Passage ::
◆ ◆ ◆

Thiago de Paula Oliveira

Details

For a selected pair of methods $(a, b)$, the backend first forms complete within-subject pairs at matched subject and integer-coerced time. Let $$ d_{it} = y_{itb} - y_{ita}, \qquad m_{it} = \frac{y_{ita} + y_{itb}}{2}, $$ where $d_{it}$ is the paired difference and $m_{it}$ is the paired mean for subject $i$ at time/replicate $t$. Only complete subject-time matches contribute to that pairwise fit.

If multiple rows are present for the same subject-time-method combination within an analysed pair, the backend keeps the last encountered value for that combination when forming the pair. The function therefore implicitly assumes at most one observation per subject-time-method cell for each analysed contrast.

The fitted model for each analysed pair is $$ d_{it} = \beta_0 + \beta_1 x_{it} + u_i + \varepsilon_{it}, $$ where $x_{it} = m_{it}$ if include_slope = TRUE and the term is omitted otherwise; $u_i \sim \mathcal{N}(0, \sigma_u^2)$ is a subject-specific random intercept; and the within-subject residual vector satisfies $\mathrm{Cov}(\varepsilon_i) = \sigma_e^2 R_i$.

When use_ar1 = FALSE, $R_i = I$. When use_ar1 = TRUE, the backend works with the residual precision matrix $C_i = R_i^{-1}$ over contiguous time blocks within subject and uses $\sigma_e^2 C_i^{-1}$ as the residual covariance.

AR(1) residual structure

Within each subject, paired observations are ordered by integer-coerced time. AR(1) correlation is applied only over strictly contiguous runs satisfying $t_{k+1} = t_k + 1$. Gaps break the run. Negative times, and any isolated positions not belonging to a contiguous run, are treated as independent singletons.

For a contiguous run of length $L$ and correlation parameter $\rho$, the block precision matrix is $$ C = \frac{1}{1-\rho^2} \begin{bmatrix} 1 & -\rho & & & \\ -\rho & 1+\rho^2 & -\rho & & \\ & \ddots & \ddots & \ddots & \\ & & -\rho & 1+\rho^2 & -\rho \\ & & & -\rho & 1 \end{bmatrix}, $$ with a very small ridge added to the diagonal for numerical stability.

If use_ar1 = TRUE and ar1_rho is supplied, that value is used after validation and clipping to the admissible numerical range handled by the backend.

If use_ar1 = TRUE and ar1_rho = NA, the backend estimates rho separately for each analysed pair by:

fitting the corresponding iid model;
computing a moments-based lag-1 estimate from detrended residuals within contiguous blocks, used only as a seed; and
refining that seed by a short profile search over rho using the profiled REML log-likelihood.

◆ ◆ ◆

Stored data
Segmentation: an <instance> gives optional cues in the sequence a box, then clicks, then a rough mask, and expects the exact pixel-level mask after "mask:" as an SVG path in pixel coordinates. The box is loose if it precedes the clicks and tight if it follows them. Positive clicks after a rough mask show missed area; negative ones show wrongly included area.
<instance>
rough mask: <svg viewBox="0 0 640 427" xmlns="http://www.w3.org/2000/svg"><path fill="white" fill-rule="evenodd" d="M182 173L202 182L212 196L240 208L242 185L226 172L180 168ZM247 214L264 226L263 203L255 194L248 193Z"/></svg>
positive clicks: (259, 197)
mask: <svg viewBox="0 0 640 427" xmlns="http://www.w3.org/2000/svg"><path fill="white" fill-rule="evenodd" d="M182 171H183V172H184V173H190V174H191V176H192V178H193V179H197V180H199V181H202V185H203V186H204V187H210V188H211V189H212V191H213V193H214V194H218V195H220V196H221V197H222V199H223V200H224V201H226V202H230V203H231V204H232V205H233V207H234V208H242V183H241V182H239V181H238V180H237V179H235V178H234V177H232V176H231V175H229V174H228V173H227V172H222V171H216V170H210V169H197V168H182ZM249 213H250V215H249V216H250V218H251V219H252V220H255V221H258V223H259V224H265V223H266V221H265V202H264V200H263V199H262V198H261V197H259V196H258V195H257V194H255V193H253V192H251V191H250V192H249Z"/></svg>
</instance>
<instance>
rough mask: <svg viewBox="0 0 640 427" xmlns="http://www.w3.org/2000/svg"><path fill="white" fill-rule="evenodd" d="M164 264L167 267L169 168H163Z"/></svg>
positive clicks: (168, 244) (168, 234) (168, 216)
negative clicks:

◆ ◆ ◆

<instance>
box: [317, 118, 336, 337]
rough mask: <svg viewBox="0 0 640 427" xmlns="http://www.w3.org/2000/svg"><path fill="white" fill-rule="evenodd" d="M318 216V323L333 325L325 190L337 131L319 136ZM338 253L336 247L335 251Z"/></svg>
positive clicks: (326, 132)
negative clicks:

◆ ◆ ◆

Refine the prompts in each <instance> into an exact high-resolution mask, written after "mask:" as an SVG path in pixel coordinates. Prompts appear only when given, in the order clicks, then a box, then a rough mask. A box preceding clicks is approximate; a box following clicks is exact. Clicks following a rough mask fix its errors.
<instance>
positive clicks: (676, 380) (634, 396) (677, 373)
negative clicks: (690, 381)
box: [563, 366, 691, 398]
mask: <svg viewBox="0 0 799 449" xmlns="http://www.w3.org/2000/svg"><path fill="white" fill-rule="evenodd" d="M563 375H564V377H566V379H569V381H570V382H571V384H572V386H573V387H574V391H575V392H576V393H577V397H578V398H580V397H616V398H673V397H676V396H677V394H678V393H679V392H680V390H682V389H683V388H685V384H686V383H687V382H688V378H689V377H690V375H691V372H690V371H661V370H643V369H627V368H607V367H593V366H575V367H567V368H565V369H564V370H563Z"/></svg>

◆ ◆ ◆

Task to complete :: According to the passage, what is added to the diagonal of the AR(1) block precision matrix, and for what purpose? The records are separate material with no connection to the passage.

Result of the exercise :: A very small ridge is added for numerical stability.